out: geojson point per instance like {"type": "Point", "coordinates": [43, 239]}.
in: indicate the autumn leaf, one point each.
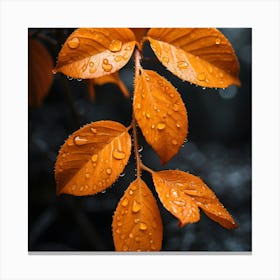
{"type": "Point", "coordinates": [92, 158]}
{"type": "Point", "coordinates": [137, 224]}
{"type": "Point", "coordinates": [182, 194]}
{"type": "Point", "coordinates": [160, 113]}
{"type": "Point", "coordinates": [202, 56]}
{"type": "Point", "coordinates": [95, 52]}
{"type": "Point", "coordinates": [113, 79]}
{"type": "Point", "coordinates": [40, 75]}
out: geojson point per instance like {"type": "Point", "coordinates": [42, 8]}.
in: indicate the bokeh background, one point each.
{"type": "Point", "coordinates": [218, 149]}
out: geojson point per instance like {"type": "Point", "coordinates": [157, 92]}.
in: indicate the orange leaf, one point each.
{"type": "Point", "coordinates": [160, 113]}
{"type": "Point", "coordinates": [202, 56]}
{"type": "Point", "coordinates": [137, 224]}
{"type": "Point", "coordinates": [94, 52]}
{"type": "Point", "coordinates": [182, 193]}
{"type": "Point", "coordinates": [92, 158]}
{"type": "Point", "coordinates": [40, 75]}
{"type": "Point", "coordinates": [114, 79]}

Challenge
Retype the listing exactly. Pictures do not belong in the copy.

Response below
out: geojson point per instance like {"type": "Point", "coordinates": [43, 239]}.
in: indicate the autumn leaf, one point each.
{"type": "Point", "coordinates": [92, 158]}
{"type": "Point", "coordinates": [137, 224]}
{"type": "Point", "coordinates": [182, 194]}
{"type": "Point", "coordinates": [160, 113]}
{"type": "Point", "coordinates": [202, 56]}
{"type": "Point", "coordinates": [95, 52]}
{"type": "Point", "coordinates": [113, 79]}
{"type": "Point", "coordinates": [40, 75]}
out: geojson point per instance like {"type": "Point", "coordinates": [42, 8]}.
in: indicate the bokeh background, one point each.
{"type": "Point", "coordinates": [218, 149]}
out: geojson point per instance like {"type": "Point", "coordinates": [157, 92]}.
in: indicate the orange leaf, one point each.
{"type": "Point", "coordinates": [160, 113]}
{"type": "Point", "coordinates": [202, 56]}
{"type": "Point", "coordinates": [137, 224]}
{"type": "Point", "coordinates": [94, 52]}
{"type": "Point", "coordinates": [182, 193]}
{"type": "Point", "coordinates": [92, 158]}
{"type": "Point", "coordinates": [40, 75]}
{"type": "Point", "coordinates": [114, 79]}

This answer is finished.